• TASKS AND EXERCISES:
1. Copy the passage from the Tacita Dean text word for word, starting with "She certainly has" and going on through "preservation and progress.".
2. Write what comes next in the piece about Tacita Dean's "Film," continuing after its final sentence.

• TEXT:
I haven’t yet seen British artist Tacita Dean’s installation, “Film,” at London’s Tate Modern — in which she both celebrates and mourns the medium of celluloid, in the face of the overwhelming dominance of digital filmmaking. It opened yesterday and has received considerable acclaim even from non-anoraks, saying she makes an emphatic case for the eternal superiority of outmoded 35mm.
She certainly has some lofty names in her corner, as the book accompanying the exhibition includes testimonies from such names as Martin Scorsese and Steven Spielberg. It might strike some as a little rich that they’re taking part in such a nostalgic project in the very year that both directors are venturing into unfamiliar technical territory — 3D for Scorsese in “Hugo,” 3D and motion-capture for Spielberg in “The Adventures of Tintin” — that threatens the original medium’s survival, but it’s possible to an advocate for both preservation and progress.

• PROVIDED MATERIAL:
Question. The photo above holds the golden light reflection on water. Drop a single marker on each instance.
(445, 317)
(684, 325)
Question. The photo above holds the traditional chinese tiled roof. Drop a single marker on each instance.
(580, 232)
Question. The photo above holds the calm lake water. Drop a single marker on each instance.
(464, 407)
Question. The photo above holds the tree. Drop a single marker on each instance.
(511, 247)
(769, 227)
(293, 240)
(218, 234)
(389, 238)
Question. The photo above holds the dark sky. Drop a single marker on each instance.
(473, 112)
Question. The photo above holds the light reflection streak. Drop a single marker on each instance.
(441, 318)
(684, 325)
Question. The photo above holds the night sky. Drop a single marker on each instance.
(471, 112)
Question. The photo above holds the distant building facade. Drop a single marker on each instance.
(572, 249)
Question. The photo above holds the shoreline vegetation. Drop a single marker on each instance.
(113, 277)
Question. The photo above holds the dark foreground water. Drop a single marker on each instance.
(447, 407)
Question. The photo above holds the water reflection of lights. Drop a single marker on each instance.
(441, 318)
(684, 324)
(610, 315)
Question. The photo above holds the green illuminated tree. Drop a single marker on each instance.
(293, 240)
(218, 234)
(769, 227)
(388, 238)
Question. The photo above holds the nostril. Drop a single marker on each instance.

• RESPONSES FOR EACH TASK:
1.
She certainly has some lofty names in her corner, as the book accompanying the exhibition includes testimonies from such names as Martin Scorsese and Steven Spielberg. It might strike some as a little rich that they’re taking part in such a nostalgic project in the very year that both directors are venturing into unfamiliar technical territory — 3D for Scorsese in “Hugo,” 3D and motion-capture for Spielberg in “The Adventures of Tintin” — that threatens the original medium’s survival, but it’s possible to an advocate for both preservation and progress.

2.
Here’s Scorsese’s tribute to the purity of celluloid, as relayed in The Guardian:
“Those incredible recreations of [Manhattan street] Mulberry Bend in [DW Griffith’s] The Musketeers of Pig Alley, and of turn-of-the-century San Francisco in [Erich von Stroheim’s] Greed, as delicately textured and rendered as the first photographs. The glistening close-up that introduces Anna May Wong in Shanghai Express: the richest and most brilliant blacks and whites, greys and silvers – even the air feels alive. Gene Tierney in her white robe and dark glasses and red lipstick, in the polished wooden boat on the turquoise water with the green pines behind her, in Leave Her to Heaven. Ava Gardner – the thick dark hair, the skin like perfect porcelain – in a gold dress under an emerald cape against a midnight blue sky in Pandora and the Flying Dutchman.
The cinema began with a passionate, physical relationship between celluloid and the artists and craftsmen and technicians who handled it, manipulated it, and came to know it the way a lover comes to know every inch of the body of the beloved. No matter where the cinema goes, we cannot afford to lose sight of its beginnings.”
Of course, according to those who saw the incomplete version of Scorsese’s “Hugo” at the New York Film Festival recently, those beginnings still seem to be very much on the director’s mind: though I’ve been glossing over specifics to conserve my own enjoyment of the eventual finished film, I’ve lost count of the number of reviews and reactions referring to the film’s last half as a hi-tech valentine to the origins of cinema, keenly advocating its preservation. Between this and “The Artist,” audiences may start feeling a little hectored by cinema nostalgists before the holidays are out.
(I’ll be seeing “The Adventures of Tintin,” by the way, on Sunday. Fingers crossed.)